■ Excerpted passage

== Segment start ==

This aspect also recognizes the rage that some people feel when they confront the realities of poverty and the negative labels they are forced to endure. This struggle is a way of coping, of self-preservation.
There is a tension between relief at having accomplished something (surviving for another week, another month, and taking pride in that), frustration at not having the strength to confront the systems of poverty any longer, and fear of exposure (suffering in silence):
“We try to make sense of our struggle as a learning process and we can be proud of that, despite everything that we have been denied.”
Under the multiple attacks of subjugation, people in poverty are looking for inner balance in their lives.
Some people find inner balance on their own: “…people will try to bring you down, but you still have something inside, that spark.” Others rely on their faith to get inner balance: “Spirituality/God is my source, my lifeline, my hope.”
About the struggle, activist members of the national research team wrote:
Our coping mechanisms are how we go through what life throws at us; how we get through the rage caused by the poverty and inequity we endure. Complacency is what is expected from people living in poverty — that we are lazy, don’t want to work hard, and are content with the circumstances of our life. It has been said of us, ‘Some people think money only comes from a mailbox,’ meaning we are content to rely on government subsidies as opposed to working. These are the external factors (labeling, social humiliation, stigma, judgment) that are imposed on us, causing shame for some and frustration and anger for others.
We have hope and drive, but change in ourselves and in our lives takes time. The most you can hope for is middle class pride — being able to provide for yourself and your family. And we sacrifice for that: consistently going without and putting others’ needs before our own. We do all that for our children. We learn from our struggles, but there is also a struggle for internal balance and peace. We strive to be the best we can, for ourselves and our families. But we also question why it is the poor who are always expected to adapt and change, but not the system, structures, and regulations that support the continuation of poverty.
We have been told — indeed, we have been raised — to be grateful for what we have. We go through situations, ‘I don’t know what my next meal is going to be or where it’s going to come from …not sure how I’m going pay my rent this week’ and we are grateful for having gone through that, for having survived. We have learned to be grateful to be alive, but there is a rage in that because of our stories and histories. When we are told to be grateful for the poor quality of resources and the limited resources we are allowed to access, we become resentful because we are not allowed to go further. We are forced to accept what cannot change and to find peace in it. ‘People who say they are ‘grateful for life’ is something people say who don’t have anything else.’
We do not claim to be victims, but for some there is an undercurrent of rage at the injustices we face; a back-and-forth between positive and negative.
Society likes to describe as resilient those people in poverty who have gone through repeated struggles and managed to survive, as opposed to succumbing. Resiliency is a label that is thrown at us to describe that. We don’t want to use the word resilience. That is not our vocabulary.
We embrace the identities we give ourselves: mother, father, provider, friend, activist, educator, and others. We develop strength from defining ourselves and from resisting our life conditions and the labels imposed on us.

== Segment end ==

■ Problem description
Print the portion of the passage on coping with poverty starting at "About the struggle, activist" and ending at "anger for others.", word for word. The entries that come next were taken from a separate source and have no connection to the passage on coping with poverty.

■ Data shown
== Segment start ==

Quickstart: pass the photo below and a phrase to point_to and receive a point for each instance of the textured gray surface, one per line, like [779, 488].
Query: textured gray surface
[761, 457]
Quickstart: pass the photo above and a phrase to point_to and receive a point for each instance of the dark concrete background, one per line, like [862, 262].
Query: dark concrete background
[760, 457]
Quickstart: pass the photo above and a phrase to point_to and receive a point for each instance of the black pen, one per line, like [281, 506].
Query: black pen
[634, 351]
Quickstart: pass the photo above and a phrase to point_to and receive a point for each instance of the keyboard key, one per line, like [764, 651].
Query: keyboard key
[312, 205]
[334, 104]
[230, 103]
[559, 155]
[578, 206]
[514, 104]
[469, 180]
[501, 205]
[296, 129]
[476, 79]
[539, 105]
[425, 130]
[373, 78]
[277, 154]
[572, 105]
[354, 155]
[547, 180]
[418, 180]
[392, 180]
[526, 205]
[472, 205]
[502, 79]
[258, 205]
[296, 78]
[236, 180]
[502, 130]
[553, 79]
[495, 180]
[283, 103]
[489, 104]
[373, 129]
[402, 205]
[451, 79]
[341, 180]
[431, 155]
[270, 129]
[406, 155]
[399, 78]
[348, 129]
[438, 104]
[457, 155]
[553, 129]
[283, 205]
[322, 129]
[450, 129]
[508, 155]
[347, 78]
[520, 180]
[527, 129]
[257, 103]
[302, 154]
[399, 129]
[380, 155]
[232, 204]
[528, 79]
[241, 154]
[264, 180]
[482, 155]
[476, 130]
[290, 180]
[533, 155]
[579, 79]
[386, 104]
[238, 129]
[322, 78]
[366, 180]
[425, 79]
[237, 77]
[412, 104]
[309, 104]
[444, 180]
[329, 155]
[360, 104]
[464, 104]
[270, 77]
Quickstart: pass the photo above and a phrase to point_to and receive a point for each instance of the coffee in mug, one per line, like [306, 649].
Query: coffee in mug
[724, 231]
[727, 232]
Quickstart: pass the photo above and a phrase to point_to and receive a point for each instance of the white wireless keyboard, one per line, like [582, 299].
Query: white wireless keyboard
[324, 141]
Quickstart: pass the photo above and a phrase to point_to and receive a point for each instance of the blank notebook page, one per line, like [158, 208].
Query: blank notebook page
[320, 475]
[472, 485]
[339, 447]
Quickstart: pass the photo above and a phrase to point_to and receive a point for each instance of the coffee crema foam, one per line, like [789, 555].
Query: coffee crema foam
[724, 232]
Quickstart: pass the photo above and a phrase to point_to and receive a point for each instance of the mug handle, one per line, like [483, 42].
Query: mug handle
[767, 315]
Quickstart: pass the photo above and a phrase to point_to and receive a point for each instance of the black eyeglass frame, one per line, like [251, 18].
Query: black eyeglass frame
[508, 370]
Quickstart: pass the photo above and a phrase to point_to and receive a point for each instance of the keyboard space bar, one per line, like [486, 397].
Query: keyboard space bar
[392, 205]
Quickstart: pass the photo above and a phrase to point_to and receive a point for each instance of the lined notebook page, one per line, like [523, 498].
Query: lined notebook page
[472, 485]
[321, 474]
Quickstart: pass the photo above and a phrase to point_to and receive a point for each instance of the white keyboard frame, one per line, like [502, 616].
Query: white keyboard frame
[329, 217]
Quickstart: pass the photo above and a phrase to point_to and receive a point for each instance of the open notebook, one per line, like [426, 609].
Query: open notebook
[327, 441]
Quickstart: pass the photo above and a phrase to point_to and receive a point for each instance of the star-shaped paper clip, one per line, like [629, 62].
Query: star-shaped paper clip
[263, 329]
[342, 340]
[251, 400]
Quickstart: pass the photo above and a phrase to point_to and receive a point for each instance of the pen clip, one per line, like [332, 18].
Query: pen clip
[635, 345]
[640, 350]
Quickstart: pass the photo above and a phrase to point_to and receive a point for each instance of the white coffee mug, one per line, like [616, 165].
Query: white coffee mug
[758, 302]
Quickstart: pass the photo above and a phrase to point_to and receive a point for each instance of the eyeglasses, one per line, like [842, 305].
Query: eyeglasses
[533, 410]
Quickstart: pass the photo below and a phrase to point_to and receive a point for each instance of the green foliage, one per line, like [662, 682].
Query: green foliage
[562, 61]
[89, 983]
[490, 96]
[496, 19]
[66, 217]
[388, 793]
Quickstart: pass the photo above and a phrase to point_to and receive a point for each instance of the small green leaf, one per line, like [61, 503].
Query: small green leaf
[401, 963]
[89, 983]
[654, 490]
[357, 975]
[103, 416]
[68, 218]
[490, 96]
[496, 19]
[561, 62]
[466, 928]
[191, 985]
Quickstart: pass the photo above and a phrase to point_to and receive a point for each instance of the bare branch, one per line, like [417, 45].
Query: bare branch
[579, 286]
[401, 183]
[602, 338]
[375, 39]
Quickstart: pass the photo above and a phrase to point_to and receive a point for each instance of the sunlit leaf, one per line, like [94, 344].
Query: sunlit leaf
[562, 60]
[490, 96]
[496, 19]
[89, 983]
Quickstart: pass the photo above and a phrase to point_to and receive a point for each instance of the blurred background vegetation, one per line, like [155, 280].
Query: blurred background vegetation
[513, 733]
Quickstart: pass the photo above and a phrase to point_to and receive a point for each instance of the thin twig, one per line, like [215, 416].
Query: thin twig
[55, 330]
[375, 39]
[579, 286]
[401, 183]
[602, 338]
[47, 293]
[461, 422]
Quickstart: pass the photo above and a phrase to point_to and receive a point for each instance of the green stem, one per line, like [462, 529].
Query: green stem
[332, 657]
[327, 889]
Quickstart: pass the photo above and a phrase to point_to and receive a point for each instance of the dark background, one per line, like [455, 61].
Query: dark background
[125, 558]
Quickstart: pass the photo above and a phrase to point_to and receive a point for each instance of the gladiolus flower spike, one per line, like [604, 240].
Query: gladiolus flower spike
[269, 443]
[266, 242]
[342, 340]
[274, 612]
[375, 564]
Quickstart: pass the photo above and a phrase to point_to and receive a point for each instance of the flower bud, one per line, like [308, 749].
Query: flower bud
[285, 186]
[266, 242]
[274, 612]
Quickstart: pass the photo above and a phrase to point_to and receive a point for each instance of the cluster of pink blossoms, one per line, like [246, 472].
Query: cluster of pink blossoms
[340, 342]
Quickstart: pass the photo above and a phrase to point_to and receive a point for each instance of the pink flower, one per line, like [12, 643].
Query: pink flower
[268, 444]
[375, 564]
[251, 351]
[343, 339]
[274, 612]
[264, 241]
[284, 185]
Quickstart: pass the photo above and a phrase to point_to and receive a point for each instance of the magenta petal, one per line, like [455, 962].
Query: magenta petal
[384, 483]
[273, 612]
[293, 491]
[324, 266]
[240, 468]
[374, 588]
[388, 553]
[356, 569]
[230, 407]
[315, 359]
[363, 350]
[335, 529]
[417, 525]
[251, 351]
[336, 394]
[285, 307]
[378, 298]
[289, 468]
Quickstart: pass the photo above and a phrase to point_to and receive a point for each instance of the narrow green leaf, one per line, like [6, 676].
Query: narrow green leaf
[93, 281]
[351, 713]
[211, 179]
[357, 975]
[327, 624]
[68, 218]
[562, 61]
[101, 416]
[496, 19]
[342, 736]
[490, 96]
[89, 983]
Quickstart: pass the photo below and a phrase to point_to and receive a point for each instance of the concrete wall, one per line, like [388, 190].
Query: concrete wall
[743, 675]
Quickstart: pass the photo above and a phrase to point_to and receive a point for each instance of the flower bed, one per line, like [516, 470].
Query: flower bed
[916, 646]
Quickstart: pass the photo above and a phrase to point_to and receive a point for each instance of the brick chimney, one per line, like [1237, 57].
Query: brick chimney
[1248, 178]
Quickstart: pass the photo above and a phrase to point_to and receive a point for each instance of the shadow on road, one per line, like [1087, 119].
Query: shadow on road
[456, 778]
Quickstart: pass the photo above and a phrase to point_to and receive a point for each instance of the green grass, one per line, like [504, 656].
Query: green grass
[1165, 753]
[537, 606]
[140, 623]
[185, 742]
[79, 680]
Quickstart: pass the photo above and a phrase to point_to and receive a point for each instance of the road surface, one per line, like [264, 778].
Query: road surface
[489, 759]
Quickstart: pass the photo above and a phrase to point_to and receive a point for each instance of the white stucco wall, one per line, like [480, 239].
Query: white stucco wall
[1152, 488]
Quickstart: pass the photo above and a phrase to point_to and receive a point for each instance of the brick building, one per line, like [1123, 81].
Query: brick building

== Segment end ==

■ Output for this exercise
About the struggle, activist members of the national research team wrote:
Our coping mechanisms are how we go through what life throws at us; how we get through the rage caused by the poverty and inequity we endure. Complacency is what is expected from people living in poverty — that we are lazy, don’t want to work hard, and are content with the circumstances of our life. It has been said of us, ‘Some people think money only comes from a mailbox,’ meaning we are content to rely on government subsidies as opposed to working. These are the external factors (labeling, social humiliation, stigma, judgment) that are imposed on us, causing shame for some and frustration and anger for others.